### WHAT YOU ARE ASKED TO DO
Please write out all of the entries without altering anything.

(Referring expression data)
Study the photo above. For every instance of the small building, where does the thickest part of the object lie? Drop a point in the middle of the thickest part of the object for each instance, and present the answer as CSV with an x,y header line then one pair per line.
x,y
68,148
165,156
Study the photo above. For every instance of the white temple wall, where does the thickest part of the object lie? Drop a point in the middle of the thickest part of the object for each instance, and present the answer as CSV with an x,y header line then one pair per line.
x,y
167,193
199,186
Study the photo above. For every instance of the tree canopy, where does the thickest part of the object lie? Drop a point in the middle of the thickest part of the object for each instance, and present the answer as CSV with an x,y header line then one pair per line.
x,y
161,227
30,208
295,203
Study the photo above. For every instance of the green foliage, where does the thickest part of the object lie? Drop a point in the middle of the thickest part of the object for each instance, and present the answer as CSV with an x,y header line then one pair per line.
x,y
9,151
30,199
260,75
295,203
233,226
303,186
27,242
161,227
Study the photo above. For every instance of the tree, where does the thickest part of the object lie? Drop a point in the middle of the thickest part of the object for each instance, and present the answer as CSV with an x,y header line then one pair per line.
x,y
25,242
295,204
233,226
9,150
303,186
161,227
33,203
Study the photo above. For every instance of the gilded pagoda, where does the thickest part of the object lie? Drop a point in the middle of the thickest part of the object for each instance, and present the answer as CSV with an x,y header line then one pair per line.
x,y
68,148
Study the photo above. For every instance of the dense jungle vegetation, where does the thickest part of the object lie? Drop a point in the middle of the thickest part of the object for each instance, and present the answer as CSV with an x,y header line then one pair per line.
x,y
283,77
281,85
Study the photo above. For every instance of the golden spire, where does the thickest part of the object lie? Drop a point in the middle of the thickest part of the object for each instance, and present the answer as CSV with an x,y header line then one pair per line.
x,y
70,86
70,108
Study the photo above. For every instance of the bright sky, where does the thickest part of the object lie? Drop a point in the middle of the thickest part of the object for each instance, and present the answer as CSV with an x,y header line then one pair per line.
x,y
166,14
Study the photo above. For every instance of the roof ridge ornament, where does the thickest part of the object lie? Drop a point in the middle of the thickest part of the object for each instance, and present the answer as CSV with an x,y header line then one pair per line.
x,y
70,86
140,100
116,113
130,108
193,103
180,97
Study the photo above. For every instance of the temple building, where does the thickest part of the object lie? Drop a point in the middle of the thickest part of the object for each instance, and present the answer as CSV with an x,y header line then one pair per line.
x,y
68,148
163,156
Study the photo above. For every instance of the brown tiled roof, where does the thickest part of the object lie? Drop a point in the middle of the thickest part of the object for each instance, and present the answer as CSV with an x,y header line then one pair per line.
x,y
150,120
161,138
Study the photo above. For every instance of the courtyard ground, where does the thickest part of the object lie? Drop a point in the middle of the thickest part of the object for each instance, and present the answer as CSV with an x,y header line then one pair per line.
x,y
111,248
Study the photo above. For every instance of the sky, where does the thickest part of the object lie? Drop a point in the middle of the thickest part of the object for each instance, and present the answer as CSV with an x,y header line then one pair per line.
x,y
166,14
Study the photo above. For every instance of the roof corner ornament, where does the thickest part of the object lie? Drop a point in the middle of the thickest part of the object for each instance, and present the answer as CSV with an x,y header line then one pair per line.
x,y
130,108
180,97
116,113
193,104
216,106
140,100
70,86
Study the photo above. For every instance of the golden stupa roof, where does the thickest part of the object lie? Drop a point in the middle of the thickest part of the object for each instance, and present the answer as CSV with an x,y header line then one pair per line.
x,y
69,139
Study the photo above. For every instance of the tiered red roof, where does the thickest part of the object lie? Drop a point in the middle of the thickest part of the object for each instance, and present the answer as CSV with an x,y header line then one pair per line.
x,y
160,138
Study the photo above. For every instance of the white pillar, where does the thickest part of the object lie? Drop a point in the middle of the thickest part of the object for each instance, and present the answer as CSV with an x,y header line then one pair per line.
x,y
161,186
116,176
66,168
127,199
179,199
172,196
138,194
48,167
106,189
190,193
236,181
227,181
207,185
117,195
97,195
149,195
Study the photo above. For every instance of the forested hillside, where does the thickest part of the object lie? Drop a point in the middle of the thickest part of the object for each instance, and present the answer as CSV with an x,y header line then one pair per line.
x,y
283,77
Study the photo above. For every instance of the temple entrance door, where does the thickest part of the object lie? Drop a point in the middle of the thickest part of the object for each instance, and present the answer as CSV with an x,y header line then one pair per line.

### ANSWER
Study the photo above. For every instance of the small building, where does the thickest part of the object lie? Drop a point in the middle of the thickest part of the object for each instance, and present the answer as CSV with an x,y header line then one pair per line.
x,y
68,148
165,156
Study the photo above. For every instance of the white temple wall, where does the thickest part of the object lie? Drop a point in the middle of the thickest part of the object for each instance, and present the answer as CSV with an x,y header line then one pair per line.
x,y
167,193
199,186
Study the photo above. For every instance of the tree canopy, where does the thickest part of the object lie? Drop a point in the middle of the thickest part of the object for each instance, and present the answer as CSV with an x,y header line then one pair per line.
x,y
161,227
30,208
295,203
Study the photo above. For every instance of the green foliage, where does the thickest part of the object lie? Drop a point in the middle of the thickest part of the object for each instance, and present the answer as CSV with an x,y header line then one pair per line.
x,y
9,151
30,199
260,75
295,203
233,226
303,186
27,242
161,227
Study the photo above. For every instance of the tree, where does the thickest part of the object lie? Drop a point in the middle of the thickest part of the object for each instance, and present the answer as CSV with an x,y header line then one pair per line.
x,y
25,242
295,204
233,226
9,150
303,186
161,227
33,203
Study the photo above. For every instance of the gilded pagoda, where does the thickest part of the object lie? Drop a point in the middle of the thickest part of the object for each instance, and present the answer as CSV with an x,y header line then one pair per line.
x,y
68,148
Study the photo above. For every instance of the dense jungle vegetation, where does the thickest part of the object lie? Drop a point in the middle of the thickest part of the object for each instance, and present the answer as CSV with an x,y header line then one pair per line.
x,y
283,77
281,85
Study the photo above. For every instance of the golden spire, where does the thickest part of the object lie? Drop a point in the middle of the thickest part of the object for each instance, and present the answer as CSV with an x,y header line then one pair per line.
x,y
70,86
70,108
Study the photo above. For every instance of the bright sky, where does the thickest part of the object lie? Drop a point in the middle of the thickest part of the object for each instance, and present the answer as CSV with an x,y header line then one pair per line.
x,y
166,14
Study the photo above. For every instance of the roof ridge ornament, where does the thickest part of the object lie? Drop a point in the middle of the thickest part of the object for each instance, and present the answer as CSV with an x,y header line then one pair per line.
x,y
70,86
140,100
116,113
130,108
193,103
180,97
Study the photo above. For every instance of the temple building, where does the thickest part of the object lie? Drop a point in the middle of the thickest part of the object for each instance, and present the answer as CSV with an x,y header line then one pair per line.
x,y
68,148
163,156
Study the photo above. For every instance of the brown tiled roof, where does the thickest part of the object lie? Drop a point in the middle of the thickest part of the object for each instance, and present the answer as CSV with an x,y header line then one pair per line.
x,y
150,120
161,138
Study the photo above. For every instance of the courtyard ground, where does the thickest part of the object lie? Drop a point in the middle of the thickest part of the object for each instance, and present the answer as CSV with an x,y header line then one pair per line.
x,y
111,248
Study the photo above. For every instance of the sky, where does the thickest part of the object lie? Drop a point in the middle of the thickest part of the object for each instance, and present the answer as CSV with an x,y header line then one pair per line.
x,y
166,14
Study the photo above. For every instance of the roof corner ornament, where does the thickest part of the object lie? Drop a point in the middle of the thickest part of the object for each instance, and present the answer as CSV with an x,y header line then one pair per line.
x,y
130,108
180,97
116,113
193,104
216,106
140,100
70,86
Study the photo above. For every instance of the golden stupa roof, where does the thickest part of the object lie? Drop a point in the middle of the thickest part of the object for each instance, and present the answer as CSV with an x,y header line then one pair per line.
x,y
69,139
Study the photo above. For every instance of the tiered red roof, where does the thickest part of the object lie? Drop a point in the middle of the thickest part of the object for each instance, and present the answer as CSV with an x,y header line then one pair per line.
x,y
160,138
Study the photo above. For every instance of the white pillar, where does the thickest part of the object lie? Drop a point in the middle of the thickest part of the object for each instance, and present the answer as CSV with an x,y header line then one pair per line.
x,y
161,186
116,176
66,168
127,199
179,199
172,196
138,194
48,167
106,189
190,193
236,181
227,181
207,185
117,195
97,195
149,195
Study the photo above. For every instance of the forested hillside, where does the thickest part of the object lie? Drop a point in the middle of the thickest part of the object for each instance, and present the answer as CSV with an x,y header line then one pair per line.
x,y
283,77
Study the photo above. For every instance of the temple entrance door, where does the thickest part of the object lie? Drop a point in the middle of the thickest part of the object for each instance, and present the answer as CSV with an x,y header line then one pair per line.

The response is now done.